(Extrait du document):
------------------------------------------------
À Londres ou Tokyo, une seule tasse peut coûter de 20 à 50 dollars. Pour le plus grand plaisir des producteurs de «kopi luwak», le «café le plus cher du monde» qui est récolté dans les crottes d'un petit mammifère choyé en Indonésie.

Dans sa plantation de l'île de Sumatra, Gunawan Supriadi est un homme «très occupé». Il consacre son temps à nourrir et bichonner une cinquantaine de civettes, dont l'apparence ressemble à celle des chats sauvages avec un museau pointu.

Il surveille surtout attentivement leurs excréments, son trésor et sa principale source de revenus. «Je donne à manger des cerises de café aux civettes. Mais elles ne digèrent pas les grains, qui sont rejetés par les voies naturelles», explique le producteur.

Une fois lavés, séchés puis torréfiés, ces grains donnent le «kopi luwak» («café de civette» en indonésien), dont le goût caramélisé fait fondre de plaisir de nombreux amateurs de café dans le monde.

Ces derniers sont de plus en plus nombreux et les producteurs indonésiens, pour la plupart de petits exploitants, peinent à répondre au bond de la demande.

«En 2008, j'ai vendu environ 50 kilos de grains de luwak. En 2009, 300 kilos. Et l'an dernier, j'en ai cédé 1,2 tonne», se félicite M. Supriadi, installé dans la province de Lampung, place forte du café en Indonésie.

«Mon objectif est de posséder 150 civettes rapidement afin de pouvoir suivre les commandes», précise-t-il.

Le «luwak» peut être négocié jusqu'à plusieurs centaines de dollars le kilo en Europe, aux États-Unis ou dans les pays d'Asie les plus développés comme le Japon ou Singapour.

Il est ensuite vendu au détail dans des épiceries fines ou dégusté dans des cafés très chics, où il est toujours le plus cher sur la carte, jusqu'à un record de 100 dollars à Londres.

«Si le luwak était une voiture, ce serait une Rolls-Royce», résume M. Supriadi.

L'un des principaux exportateurs indonésiens, Doni Irawan, affirme que ses ventes ont bondi de 50% l'an dernier. «C'est devenu l'impératif des cafés en raison de son prix et de sa rareté. Il ne cesse de gagner de nouveaux amateurs», s'enthousiasme-t-il.
------------------------------------------------
(Données fournies):
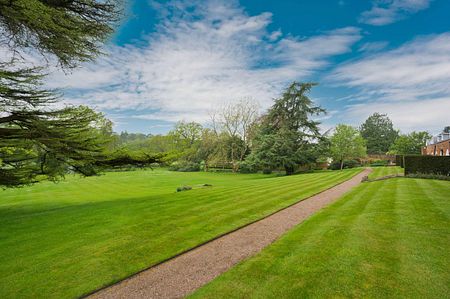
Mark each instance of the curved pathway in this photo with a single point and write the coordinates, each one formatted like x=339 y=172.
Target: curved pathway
x=187 y=272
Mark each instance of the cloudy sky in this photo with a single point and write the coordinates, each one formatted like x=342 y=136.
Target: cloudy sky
x=178 y=60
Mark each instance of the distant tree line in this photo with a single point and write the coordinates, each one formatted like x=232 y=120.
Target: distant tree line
x=42 y=139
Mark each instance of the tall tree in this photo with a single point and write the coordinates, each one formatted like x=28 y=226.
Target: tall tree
x=347 y=143
x=379 y=133
x=235 y=123
x=410 y=144
x=70 y=30
x=288 y=135
x=36 y=137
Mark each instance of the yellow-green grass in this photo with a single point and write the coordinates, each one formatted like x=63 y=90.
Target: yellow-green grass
x=64 y=240
x=378 y=172
x=385 y=239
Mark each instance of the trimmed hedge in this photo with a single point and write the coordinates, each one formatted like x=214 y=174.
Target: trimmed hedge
x=399 y=161
x=439 y=165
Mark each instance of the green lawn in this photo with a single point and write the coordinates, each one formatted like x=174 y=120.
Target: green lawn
x=66 y=239
x=378 y=172
x=385 y=239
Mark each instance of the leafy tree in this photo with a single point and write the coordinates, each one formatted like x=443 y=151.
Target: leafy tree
x=187 y=133
x=410 y=144
x=36 y=138
x=347 y=143
x=235 y=124
x=379 y=133
x=288 y=136
x=70 y=30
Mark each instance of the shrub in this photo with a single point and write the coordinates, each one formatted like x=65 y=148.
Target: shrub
x=379 y=163
x=184 y=188
x=267 y=171
x=336 y=165
x=399 y=160
x=429 y=176
x=247 y=167
x=184 y=166
x=439 y=165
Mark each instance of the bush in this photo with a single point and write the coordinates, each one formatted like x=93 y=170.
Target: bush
x=267 y=171
x=428 y=176
x=247 y=167
x=379 y=163
x=184 y=166
x=439 y=165
x=184 y=188
x=336 y=165
x=399 y=160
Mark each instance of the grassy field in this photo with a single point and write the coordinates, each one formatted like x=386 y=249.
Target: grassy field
x=66 y=239
x=378 y=172
x=385 y=239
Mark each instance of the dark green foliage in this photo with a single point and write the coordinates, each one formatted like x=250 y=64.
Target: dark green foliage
x=267 y=171
x=428 y=176
x=184 y=188
x=379 y=163
x=398 y=160
x=247 y=167
x=379 y=133
x=185 y=166
x=70 y=30
x=122 y=159
x=410 y=144
x=36 y=141
x=346 y=144
x=439 y=165
x=347 y=164
x=287 y=136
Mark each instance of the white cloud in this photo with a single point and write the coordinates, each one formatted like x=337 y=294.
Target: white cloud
x=385 y=12
x=196 y=61
x=373 y=46
x=410 y=83
x=431 y=115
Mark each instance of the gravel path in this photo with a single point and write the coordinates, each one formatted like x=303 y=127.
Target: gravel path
x=185 y=273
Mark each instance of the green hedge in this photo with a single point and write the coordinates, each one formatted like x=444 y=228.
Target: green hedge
x=399 y=160
x=439 y=165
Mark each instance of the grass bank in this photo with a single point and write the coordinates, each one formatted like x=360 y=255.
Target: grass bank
x=386 y=239
x=66 y=239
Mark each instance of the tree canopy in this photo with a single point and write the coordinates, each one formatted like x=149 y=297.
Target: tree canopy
x=379 y=133
x=346 y=143
x=70 y=30
x=288 y=133
x=38 y=138
x=410 y=144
------------------------------------------------
(Consigne): Écrivez la suite de l'article sur le café de civette, en commençant juste après sa dernière phrase.

(Votre réponse):
Mais, en raison de ce succès, l'appellation est parfois galvaudée, avec la mise en vente de paquets ne contenant qu'une infime quantité de réel «kopi luwak». Des entrepreneurs vietnamiens ont même annoncé avoir développé un procédé chimique permettant de traiter les grains pour leur donner le goût du «luwak».

L'arôme particulier de ce café s'explique par le processus de fermentation que subit le grain au contact des acides gastriques dans le tube digestif de la civette.

Le «luwak» est produit dans de nombreuses îles -Sumatra, Java, Bali, Sulawesi- de l'immense archipel indonésien, ainsi qu'aux Philippines et au Timor oriental. Mais aucune statistique officielle n'est disponible sur les volumes ou les exportations.

Avant d'être popularisé, le «luwak» était une boisson raffinée réservée aux sultans et à leurs hôtes de marque depuis l'occupation de l'Indonésie par les Néerlandais.

Il est désormais considéré comme chic par la nouvelle bourgeoisie de Jakarta, qui le déguste dans les cafés spécialisés des centres commerciaux luxueux.

«Je n'aimais pas tellement le café, mais j'ai changé d'idée lorsque j'ai goûté le luwak. Je suis devenu accro», témoigne Galang Sulung Ramanda, un jeune entrepreneur de 24 ans. «Je le bois aussi pour la santé. J'ai entendu dire qu'il permettait de prévenir la maladie de Parkinson, le cancer du côlon et le diabète».